→ Provided records
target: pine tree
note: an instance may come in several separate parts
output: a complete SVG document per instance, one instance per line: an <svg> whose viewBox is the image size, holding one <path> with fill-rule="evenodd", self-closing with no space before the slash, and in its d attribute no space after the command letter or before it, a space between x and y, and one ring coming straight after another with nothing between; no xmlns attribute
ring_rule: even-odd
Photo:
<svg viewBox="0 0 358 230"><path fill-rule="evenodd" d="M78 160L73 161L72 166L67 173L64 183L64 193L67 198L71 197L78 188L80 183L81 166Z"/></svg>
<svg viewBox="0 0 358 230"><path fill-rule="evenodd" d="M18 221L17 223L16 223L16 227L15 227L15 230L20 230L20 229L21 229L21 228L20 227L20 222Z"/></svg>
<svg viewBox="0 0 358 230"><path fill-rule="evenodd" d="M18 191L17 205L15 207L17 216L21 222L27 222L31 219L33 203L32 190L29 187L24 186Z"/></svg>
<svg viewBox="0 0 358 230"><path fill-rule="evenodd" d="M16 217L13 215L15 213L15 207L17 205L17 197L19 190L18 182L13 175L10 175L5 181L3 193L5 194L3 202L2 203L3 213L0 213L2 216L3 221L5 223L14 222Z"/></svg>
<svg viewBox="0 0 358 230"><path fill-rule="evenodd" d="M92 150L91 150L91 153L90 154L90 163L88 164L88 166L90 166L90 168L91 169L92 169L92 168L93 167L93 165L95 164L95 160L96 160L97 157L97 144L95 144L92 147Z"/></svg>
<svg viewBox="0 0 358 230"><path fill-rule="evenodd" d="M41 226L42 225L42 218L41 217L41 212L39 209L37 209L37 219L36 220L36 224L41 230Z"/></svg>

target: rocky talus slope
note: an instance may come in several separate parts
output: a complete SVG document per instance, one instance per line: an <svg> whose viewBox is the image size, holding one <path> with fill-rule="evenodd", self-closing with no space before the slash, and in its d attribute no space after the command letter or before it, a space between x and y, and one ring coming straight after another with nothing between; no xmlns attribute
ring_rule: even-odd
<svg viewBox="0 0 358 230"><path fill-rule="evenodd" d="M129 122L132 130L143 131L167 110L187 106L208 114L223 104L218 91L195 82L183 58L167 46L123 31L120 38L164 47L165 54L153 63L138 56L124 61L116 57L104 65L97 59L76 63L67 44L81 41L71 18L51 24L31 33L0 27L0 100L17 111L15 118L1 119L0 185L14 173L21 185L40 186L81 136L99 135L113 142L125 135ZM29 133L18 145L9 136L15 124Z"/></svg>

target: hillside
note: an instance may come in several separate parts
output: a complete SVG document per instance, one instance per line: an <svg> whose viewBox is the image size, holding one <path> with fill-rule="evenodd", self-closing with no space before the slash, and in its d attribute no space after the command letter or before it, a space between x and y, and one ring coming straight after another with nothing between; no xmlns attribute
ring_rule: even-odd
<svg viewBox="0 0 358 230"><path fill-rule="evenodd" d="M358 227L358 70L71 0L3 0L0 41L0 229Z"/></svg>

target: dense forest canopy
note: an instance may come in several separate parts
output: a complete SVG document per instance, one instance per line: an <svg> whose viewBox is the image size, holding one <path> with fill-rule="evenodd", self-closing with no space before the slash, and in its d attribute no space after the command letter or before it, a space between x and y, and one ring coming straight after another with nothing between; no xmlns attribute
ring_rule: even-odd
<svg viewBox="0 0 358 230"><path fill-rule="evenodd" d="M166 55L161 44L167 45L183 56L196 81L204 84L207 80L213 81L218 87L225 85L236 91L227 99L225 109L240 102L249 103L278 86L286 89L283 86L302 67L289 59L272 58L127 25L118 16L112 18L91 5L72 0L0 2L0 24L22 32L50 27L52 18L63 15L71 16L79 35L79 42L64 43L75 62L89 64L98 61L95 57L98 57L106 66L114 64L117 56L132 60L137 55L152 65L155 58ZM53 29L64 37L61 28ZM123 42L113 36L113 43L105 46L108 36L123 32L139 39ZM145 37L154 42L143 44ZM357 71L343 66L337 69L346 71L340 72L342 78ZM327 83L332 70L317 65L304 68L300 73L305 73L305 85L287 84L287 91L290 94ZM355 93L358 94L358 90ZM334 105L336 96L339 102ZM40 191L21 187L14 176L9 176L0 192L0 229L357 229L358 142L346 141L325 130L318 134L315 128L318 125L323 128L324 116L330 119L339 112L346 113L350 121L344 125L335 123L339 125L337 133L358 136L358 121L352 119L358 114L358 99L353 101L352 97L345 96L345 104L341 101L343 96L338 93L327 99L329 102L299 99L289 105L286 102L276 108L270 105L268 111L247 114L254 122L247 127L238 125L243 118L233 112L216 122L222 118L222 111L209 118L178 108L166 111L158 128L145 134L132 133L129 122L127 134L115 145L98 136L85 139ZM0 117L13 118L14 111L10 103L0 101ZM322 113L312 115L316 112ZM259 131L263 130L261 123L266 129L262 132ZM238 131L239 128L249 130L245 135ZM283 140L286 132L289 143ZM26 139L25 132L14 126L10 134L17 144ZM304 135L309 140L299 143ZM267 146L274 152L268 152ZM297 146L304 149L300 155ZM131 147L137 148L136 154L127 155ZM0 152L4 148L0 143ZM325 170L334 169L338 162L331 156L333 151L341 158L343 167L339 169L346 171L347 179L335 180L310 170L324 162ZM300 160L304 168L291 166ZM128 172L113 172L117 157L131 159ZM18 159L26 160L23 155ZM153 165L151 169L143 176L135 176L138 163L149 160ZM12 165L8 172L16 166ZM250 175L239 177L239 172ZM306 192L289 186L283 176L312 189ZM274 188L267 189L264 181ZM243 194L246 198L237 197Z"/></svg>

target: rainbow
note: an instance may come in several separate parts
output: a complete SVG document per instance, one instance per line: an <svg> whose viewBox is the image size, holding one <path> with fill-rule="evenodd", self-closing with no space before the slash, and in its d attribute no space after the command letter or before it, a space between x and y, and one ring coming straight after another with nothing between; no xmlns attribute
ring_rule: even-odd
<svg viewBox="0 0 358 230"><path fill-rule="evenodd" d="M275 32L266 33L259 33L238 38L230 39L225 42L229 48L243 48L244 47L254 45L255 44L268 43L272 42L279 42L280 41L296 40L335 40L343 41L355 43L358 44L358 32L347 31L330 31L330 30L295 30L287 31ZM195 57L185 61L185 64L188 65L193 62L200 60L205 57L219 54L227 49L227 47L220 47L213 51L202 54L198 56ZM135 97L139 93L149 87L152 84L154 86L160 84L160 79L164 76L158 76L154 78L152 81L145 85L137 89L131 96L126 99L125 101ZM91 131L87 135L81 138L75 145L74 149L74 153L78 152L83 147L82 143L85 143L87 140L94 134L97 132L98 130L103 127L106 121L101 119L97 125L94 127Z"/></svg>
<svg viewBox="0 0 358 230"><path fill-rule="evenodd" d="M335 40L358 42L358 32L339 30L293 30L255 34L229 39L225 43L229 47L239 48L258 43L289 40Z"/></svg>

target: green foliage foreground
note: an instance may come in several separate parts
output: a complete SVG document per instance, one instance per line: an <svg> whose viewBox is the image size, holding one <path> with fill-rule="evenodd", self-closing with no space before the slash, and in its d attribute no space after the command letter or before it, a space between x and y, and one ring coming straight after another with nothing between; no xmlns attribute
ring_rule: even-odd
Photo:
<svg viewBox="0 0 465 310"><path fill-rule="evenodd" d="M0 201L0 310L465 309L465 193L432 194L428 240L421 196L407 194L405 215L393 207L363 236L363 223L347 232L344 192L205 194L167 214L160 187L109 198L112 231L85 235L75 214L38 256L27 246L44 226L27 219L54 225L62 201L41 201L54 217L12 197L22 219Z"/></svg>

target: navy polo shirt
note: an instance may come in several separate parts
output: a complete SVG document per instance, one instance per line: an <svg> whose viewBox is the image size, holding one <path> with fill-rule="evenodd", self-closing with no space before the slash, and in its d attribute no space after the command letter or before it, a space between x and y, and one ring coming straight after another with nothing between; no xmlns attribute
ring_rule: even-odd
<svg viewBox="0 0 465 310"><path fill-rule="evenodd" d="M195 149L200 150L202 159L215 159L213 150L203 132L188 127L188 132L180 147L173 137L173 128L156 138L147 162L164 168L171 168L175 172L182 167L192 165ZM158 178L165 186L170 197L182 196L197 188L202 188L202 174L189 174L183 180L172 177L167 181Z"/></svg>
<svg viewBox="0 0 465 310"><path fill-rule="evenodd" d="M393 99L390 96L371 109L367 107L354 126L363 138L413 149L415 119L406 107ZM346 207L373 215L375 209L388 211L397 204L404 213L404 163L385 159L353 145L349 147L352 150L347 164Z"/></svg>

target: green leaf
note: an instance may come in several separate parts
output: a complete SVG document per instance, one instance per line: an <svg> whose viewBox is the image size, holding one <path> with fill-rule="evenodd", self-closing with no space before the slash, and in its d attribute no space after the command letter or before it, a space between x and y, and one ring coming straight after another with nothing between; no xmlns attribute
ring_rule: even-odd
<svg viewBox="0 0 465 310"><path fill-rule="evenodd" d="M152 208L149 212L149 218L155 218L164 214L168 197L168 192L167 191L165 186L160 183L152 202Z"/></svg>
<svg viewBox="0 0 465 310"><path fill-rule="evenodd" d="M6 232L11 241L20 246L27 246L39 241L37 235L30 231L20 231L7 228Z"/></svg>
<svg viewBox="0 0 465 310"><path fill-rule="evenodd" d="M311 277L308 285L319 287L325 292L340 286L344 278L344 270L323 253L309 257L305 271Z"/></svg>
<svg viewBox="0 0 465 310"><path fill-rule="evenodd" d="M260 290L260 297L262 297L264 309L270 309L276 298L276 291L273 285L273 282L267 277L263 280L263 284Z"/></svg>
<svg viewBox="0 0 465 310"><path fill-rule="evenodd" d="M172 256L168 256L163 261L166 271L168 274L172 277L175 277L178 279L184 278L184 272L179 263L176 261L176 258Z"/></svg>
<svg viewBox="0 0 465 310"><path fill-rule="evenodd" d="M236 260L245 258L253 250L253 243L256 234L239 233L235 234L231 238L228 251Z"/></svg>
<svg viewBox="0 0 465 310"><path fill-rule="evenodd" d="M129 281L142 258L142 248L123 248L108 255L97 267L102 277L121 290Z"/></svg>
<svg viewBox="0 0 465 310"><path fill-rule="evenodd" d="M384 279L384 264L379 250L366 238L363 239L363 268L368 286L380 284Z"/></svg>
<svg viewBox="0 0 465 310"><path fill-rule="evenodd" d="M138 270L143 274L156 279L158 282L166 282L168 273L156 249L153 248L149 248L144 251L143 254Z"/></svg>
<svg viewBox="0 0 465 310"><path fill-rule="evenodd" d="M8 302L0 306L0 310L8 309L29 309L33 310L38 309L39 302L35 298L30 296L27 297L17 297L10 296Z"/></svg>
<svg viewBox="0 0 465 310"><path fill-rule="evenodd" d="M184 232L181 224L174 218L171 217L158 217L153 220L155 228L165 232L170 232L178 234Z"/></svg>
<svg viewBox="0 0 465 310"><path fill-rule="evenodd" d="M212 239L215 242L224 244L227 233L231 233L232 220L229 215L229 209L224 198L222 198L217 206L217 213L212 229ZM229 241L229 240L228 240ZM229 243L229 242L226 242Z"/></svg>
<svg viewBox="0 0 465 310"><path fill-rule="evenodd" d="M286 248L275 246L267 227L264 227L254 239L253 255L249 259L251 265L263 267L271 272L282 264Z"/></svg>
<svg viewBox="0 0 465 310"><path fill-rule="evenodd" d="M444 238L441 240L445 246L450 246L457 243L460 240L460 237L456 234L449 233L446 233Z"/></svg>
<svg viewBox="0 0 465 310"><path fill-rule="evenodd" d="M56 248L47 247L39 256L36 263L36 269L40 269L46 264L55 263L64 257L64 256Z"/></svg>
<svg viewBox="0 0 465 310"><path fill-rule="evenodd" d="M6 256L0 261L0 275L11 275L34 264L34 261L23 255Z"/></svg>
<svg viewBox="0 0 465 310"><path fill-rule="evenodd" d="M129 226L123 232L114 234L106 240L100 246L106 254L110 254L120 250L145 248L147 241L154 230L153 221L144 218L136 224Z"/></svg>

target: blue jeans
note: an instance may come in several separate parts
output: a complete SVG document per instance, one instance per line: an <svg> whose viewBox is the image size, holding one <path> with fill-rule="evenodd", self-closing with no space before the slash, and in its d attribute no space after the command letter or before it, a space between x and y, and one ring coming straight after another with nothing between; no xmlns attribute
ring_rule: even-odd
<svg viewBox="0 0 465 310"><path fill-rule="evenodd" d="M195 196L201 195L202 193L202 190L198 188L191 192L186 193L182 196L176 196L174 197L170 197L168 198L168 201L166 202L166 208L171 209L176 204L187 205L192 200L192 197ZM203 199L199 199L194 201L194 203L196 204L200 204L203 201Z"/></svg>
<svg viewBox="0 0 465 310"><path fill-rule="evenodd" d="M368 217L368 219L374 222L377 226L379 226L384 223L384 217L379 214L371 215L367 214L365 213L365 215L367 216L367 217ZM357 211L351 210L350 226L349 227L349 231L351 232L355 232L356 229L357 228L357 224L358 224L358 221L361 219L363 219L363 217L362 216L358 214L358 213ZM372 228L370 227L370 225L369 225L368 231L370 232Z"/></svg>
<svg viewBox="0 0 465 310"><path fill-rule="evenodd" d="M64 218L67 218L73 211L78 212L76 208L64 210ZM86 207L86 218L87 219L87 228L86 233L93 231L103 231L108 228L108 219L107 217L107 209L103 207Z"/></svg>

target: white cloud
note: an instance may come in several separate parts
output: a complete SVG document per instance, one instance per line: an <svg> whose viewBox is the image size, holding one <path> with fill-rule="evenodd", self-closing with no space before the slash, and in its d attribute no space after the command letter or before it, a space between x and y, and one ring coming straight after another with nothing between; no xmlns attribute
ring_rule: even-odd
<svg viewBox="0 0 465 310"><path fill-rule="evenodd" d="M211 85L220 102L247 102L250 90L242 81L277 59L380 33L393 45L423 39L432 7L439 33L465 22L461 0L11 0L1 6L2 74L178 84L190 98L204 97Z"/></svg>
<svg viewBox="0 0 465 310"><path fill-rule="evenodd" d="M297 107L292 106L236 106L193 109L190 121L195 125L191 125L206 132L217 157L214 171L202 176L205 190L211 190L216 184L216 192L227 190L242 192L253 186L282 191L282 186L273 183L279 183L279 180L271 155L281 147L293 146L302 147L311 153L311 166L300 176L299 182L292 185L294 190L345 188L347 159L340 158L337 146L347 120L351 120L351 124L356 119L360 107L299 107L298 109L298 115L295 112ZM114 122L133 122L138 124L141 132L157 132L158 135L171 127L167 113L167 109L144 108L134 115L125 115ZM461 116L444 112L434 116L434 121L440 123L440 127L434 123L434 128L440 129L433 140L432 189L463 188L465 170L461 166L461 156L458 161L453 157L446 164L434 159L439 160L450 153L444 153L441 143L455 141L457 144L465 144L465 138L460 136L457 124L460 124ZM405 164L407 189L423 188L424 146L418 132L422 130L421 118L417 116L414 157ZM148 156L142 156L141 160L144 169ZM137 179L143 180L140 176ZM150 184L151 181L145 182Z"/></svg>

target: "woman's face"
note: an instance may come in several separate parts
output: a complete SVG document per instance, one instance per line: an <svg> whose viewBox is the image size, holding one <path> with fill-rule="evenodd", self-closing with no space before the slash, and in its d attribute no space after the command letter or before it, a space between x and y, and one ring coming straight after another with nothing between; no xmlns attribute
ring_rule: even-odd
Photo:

→ Request
Can you repeat the lines from the one with "target: blue jeans" to the one with "217L368 219L374 222L377" exactly, both ends included?

→ Answer to this problem
target: blue jeans
note: an instance may come in several separate parts
output: a complete SVG document per instance, one instance per line: an <svg> whose viewBox is the image size, holding one <path> with fill-rule="evenodd", self-closing with no space before the slash, and in its d attribute no space after the command letter or before it, a space between x and y, and one ring coming straight after another with nothing between; no xmlns attribute
ring_rule: even-odd
<svg viewBox="0 0 465 310"><path fill-rule="evenodd" d="M195 196L201 195L202 193L202 190L198 188L191 192L186 193L182 196L176 196L174 197L170 197L168 198L168 201L166 202L166 208L171 209L176 204L187 205L192 200L192 197ZM203 199L199 199L194 201L194 203L196 204L200 204L203 201Z"/></svg>
<svg viewBox="0 0 465 310"><path fill-rule="evenodd" d="M368 217L368 219L374 222L377 226L379 226L384 223L384 217L379 214L371 215L367 214L365 213L365 215L367 216L367 217ZM357 211L351 210L350 226L349 227L349 231L351 232L355 232L356 229L357 228L357 224L358 224L358 221L361 219L363 219L363 217L362 216L358 214L358 213ZM372 228L370 227L370 225L369 225L368 231L370 232Z"/></svg>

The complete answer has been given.